MATERIAL —

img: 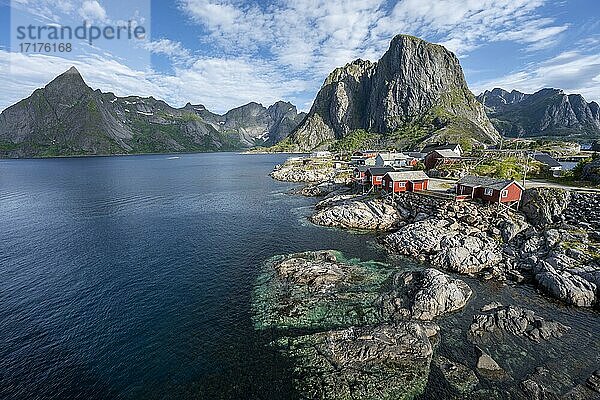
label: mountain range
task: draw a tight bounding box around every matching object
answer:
[0,35,600,157]
[0,67,305,157]
[477,88,600,141]
[290,35,500,150]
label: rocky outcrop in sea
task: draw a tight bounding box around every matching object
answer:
[310,195,401,231]
[311,188,600,307]
[252,250,472,399]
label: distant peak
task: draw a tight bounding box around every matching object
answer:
[46,67,91,90]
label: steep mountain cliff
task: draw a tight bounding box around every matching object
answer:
[0,68,304,157]
[477,88,600,140]
[291,35,499,150]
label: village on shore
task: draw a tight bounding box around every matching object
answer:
[253,144,600,399]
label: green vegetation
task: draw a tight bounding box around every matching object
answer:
[473,157,543,180]
[329,129,380,152]
[569,157,594,179]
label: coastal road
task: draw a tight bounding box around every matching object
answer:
[429,178,600,193]
[520,179,600,193]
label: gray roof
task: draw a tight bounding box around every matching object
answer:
[533,153,562,168]
[386,171,429,181]
[367,167,395,175]
[458,175,522,190]
[421,143,460,153]
[433,150,461,158]
[379,153,408,161]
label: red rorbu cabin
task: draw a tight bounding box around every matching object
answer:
[352,165,369,183]
[365,167,395,186]
[456,175,523,204]
[383,171,429,193]
[425,150,462,169]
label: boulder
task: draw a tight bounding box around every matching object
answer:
[252,250,393,329]
[521,188,571,226]
[310,199,402,231]
[380,268,473,321]
[535,258,597,307]
[280,322,437,399]
[468,306,569,342]
[434,356,479,395]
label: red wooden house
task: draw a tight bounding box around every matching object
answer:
[456,175,523,204]
[382,171,429,193]
[365,167,395,186]
[425,150,462,169]
[352,165,369,183]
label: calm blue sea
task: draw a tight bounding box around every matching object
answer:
[0,153,384,399]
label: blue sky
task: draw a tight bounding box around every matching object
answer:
[0,0,600,112]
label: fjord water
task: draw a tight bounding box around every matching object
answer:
[0,153,600,399]
[0,153,378,399]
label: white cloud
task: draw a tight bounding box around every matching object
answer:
[143,39,193,64]
[0,50,306,112]
[78,0,106,21]
[473,50,600,101]
[0,0,600,115]
[180,0,567,76]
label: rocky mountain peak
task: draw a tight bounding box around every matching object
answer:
[292,35,499,150]
[477,88,600,140]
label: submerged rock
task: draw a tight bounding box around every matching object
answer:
[384,219,502,274]
[253,250,392,329]
[434,356,479,395]
[382,268,473,321]
[469,306,569,342]
[534,260,597,307]
[271,159,335,183]
[477,352,502,372]
[310,199,401,230]
[279,322,437,400]
[300,181,350,197]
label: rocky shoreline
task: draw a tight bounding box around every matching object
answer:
[253,159,600,399]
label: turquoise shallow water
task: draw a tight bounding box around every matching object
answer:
[0,153,600,399]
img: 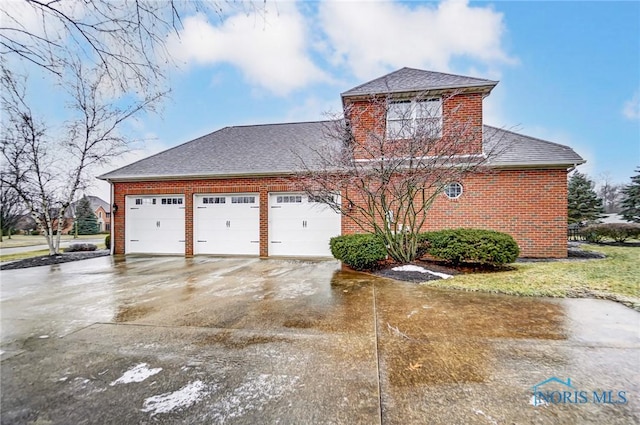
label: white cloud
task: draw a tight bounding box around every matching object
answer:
[285,94,342,122]
[319,0,513,80]
[622,92,640,121]
[168,2,328,95]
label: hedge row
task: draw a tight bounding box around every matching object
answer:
[578,223,640,242]
[330,234,387,270]
[331,229,520,270]
[422,229,520,266]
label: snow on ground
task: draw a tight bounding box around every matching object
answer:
[109,363,162,387]
[142,381,215,416]
[391,264,453,279]
[210,374,299,424]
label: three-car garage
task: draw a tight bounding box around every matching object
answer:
[125,192,341,257]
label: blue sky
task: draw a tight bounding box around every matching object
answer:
[6,0,640,198]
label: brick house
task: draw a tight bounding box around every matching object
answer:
[99,68,585,257]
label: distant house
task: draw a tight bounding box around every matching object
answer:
[99,68,585,258]
[62,195,111,233]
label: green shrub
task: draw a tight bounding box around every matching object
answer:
[421,229,520,266]
[330,234,387,270]
[64,243,98,252]
[580,223,640,243]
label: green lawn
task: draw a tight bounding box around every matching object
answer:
[425,245,640,310]
[0,234,106,262]
[0,234,107,249]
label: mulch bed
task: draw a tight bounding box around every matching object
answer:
[372,244,606,283]
[0,249,110,270]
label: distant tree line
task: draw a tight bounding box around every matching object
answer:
[568,167,640,224]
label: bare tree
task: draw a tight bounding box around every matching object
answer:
[0,0,261,91]
[598,173,624,214]
[0,61,163,255]
[0,176,23,242]
[298,93,504,262]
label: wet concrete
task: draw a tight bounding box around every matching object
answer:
[0,253,640,424]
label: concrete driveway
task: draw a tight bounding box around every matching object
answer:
[0,253,640,424]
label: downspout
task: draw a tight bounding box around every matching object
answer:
[107,180,116,256]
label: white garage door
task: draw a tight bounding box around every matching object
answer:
[125,195,185,254]
[269,193,341,257]
[193,193,260,255]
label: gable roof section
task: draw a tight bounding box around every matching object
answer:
[342,67,498,98]
[482,125,586,168]
[98,121,339,180]
[99,121,585,181]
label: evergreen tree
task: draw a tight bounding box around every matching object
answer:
[568,171,603,224]
[621,167,640,223]
[74,196,100,235]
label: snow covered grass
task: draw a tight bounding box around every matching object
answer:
[425,245,640,310]
[391,264,453,279]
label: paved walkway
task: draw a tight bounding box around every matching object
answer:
[0,257,640,424]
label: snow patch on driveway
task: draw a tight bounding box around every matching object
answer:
[391,264,453,279]
[142,381,215,416]
[209,374,299,424]
[109,363,162,387]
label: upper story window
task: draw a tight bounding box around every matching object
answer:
[387,97,442,139]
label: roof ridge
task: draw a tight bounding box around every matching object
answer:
[230,120,336,128]
[482,124,573,150]
[340,66,408,96]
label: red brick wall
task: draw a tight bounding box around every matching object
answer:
[112,170,567,258]
[342,170,567,258]
[442,93,482,154]
[345,93,483,159]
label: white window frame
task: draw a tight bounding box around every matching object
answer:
[387,97,442,139]
[443,182,464,199]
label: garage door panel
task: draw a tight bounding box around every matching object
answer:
[269,193,341,257]
[125,195,185,254]
[194,194,260,255]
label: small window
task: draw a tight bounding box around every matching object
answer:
[387,97,442,139]
[160,198,182,205]
[309,195,336,204]
[202,196,227,204]
[276,195,302,204]
[231,196,256,204]
[444,183,462,199]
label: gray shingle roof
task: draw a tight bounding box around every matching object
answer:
[99,121,339,180]
[342,68,498,97]
[483,125,586,167]
[99,121,584,180]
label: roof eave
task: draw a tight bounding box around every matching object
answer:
[96,171,299,183]
[487,159,587,170]
[340,81,498,102]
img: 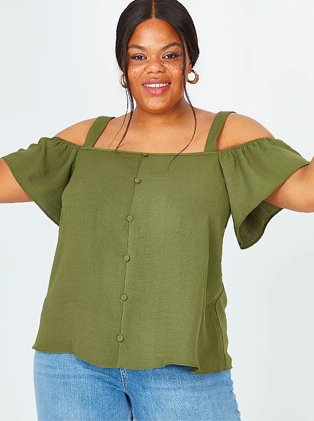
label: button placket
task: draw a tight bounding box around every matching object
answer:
[116,162,145,342]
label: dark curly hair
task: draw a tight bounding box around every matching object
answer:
[115,0,199,167]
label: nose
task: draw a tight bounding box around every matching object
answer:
[145,58,165,73]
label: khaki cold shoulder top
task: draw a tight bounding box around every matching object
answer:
[3,111,310,374]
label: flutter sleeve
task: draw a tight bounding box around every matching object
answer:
[218,138,310,249]
[2,137,80,225]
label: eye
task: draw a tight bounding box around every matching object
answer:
[165,53,178,58]
[131,54,143,61]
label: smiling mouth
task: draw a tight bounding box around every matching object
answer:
[143,82,171,95]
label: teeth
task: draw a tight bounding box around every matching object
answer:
[144,83,169,88]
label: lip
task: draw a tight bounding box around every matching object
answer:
[143,79,171,85]
[143,82,171,95]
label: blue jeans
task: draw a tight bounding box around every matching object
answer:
[34,350,241,421]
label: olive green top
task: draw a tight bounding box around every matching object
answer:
[3,111,310,374]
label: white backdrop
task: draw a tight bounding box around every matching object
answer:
[0,0,314,421]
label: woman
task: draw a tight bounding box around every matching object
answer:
[0,0,314,421]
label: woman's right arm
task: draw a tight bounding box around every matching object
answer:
[0,158,32,203]
[0,118,95,203]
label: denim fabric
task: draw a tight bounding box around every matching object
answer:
[34,350,240,421]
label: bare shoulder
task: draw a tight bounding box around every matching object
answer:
[54,117,97,146]
[217,113,274,150]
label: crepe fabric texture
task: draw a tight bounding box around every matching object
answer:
[3,111,310,374]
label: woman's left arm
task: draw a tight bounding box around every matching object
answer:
[225,113,314,212]
[264,157,314,212]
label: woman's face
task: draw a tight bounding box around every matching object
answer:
[128,18,192,113]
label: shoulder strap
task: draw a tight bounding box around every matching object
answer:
[204,111,235,152]
[84,115,114,147]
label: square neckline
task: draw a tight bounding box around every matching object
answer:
[81,111,234,156]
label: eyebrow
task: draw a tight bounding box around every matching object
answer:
[128,41,181,51]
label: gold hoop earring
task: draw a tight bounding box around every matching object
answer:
[187,69,200,85]
[120,73,128,88]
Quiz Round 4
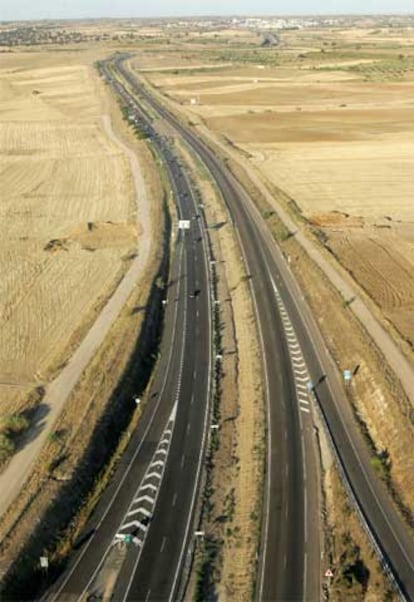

DO THIS — Can you output the items as a CSV with two columns, text and answer, one row per item? Put each field in quotes, turn line breaks into spaces, start at the line that has "label: three-car garage", and stop after the line that has "[580,223,640,243]".

ANSWER FOR THIS EXERCISE —
text,answer
"label: three-car garage task: draw a tight bounding box around every matching object answer:","[125,192,341,257]"
"label: blue sky task: draw a tight bounding box around every matching object answer:","[6,0,640,198]"
"label: brick house task: draw a tight bounding box around every matching object answer:","[99,68,585,257]"
"label: distant house task: draw a tight bounding box around every matching object answer:","[99,68,585,258] [62,195,111,233]"
"label: green shrub task: draw a tight bounding box around every matching object answer:","[421,229,520,266] [330,234,387,270] [64,243,98,252] [580,223,640,243]"